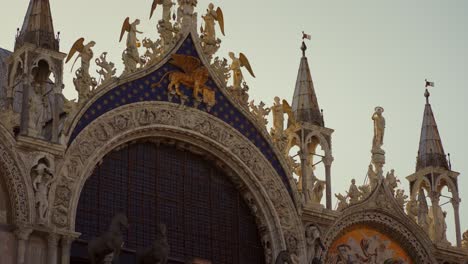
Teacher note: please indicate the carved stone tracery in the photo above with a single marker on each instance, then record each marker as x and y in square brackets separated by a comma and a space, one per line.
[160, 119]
◆ ◆ ◆ ◆ ◆
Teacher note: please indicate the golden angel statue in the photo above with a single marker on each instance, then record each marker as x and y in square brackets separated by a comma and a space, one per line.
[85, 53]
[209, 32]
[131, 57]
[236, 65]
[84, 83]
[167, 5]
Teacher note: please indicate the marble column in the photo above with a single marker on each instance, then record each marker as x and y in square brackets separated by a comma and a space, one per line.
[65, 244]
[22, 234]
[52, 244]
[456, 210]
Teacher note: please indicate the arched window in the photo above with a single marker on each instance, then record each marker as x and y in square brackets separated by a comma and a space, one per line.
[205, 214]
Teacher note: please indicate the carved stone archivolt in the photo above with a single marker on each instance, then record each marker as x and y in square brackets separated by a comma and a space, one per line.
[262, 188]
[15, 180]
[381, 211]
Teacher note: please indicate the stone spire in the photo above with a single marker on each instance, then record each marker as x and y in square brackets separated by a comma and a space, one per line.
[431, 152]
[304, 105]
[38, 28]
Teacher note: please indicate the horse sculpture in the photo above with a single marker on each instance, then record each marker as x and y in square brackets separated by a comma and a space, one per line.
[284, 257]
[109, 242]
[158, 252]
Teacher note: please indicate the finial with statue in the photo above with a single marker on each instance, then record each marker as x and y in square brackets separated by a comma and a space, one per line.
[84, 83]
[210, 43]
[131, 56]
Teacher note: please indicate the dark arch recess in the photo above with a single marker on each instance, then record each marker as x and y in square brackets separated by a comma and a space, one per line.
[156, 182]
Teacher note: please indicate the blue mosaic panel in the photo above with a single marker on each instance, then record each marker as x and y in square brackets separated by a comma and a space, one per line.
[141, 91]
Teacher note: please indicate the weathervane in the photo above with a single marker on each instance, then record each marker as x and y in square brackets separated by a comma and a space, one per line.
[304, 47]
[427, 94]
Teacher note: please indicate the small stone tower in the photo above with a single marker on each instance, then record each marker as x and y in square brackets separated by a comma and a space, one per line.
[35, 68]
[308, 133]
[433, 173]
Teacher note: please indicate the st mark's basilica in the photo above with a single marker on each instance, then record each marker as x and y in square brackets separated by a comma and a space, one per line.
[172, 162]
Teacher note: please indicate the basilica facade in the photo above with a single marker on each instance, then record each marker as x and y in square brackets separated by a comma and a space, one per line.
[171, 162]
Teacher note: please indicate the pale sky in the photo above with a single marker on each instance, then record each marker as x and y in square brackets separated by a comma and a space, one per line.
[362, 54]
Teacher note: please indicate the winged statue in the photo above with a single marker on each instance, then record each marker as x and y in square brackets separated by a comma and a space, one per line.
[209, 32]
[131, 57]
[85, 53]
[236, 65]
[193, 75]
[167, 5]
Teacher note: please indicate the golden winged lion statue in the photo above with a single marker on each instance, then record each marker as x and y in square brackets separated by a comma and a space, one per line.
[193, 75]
◆ ◆ ◆ ◆ ◆
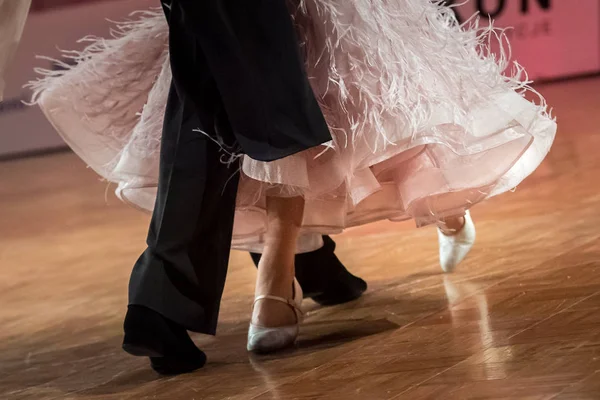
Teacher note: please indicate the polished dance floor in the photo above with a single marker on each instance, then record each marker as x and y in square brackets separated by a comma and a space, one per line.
◆ ◆ ◆ ◆ ◆
WRITTEN REQUEST
Pick out each line of the records above that contains the word "carved" and copy it in full. Treat uppercase and lowercase as different.

THE RESPONSE
Teacher note: please indicate the carved stone tracery in the photo above with a single marker on each instance, then record each marker as x and y in square brackets separated by a comma and a space, one per line.
Teacher note: please indicate the carved stone archivolt in the photo above with a single marker on each instance, then record each marker as x and y in square brackets separated by a comma and a space, one per line.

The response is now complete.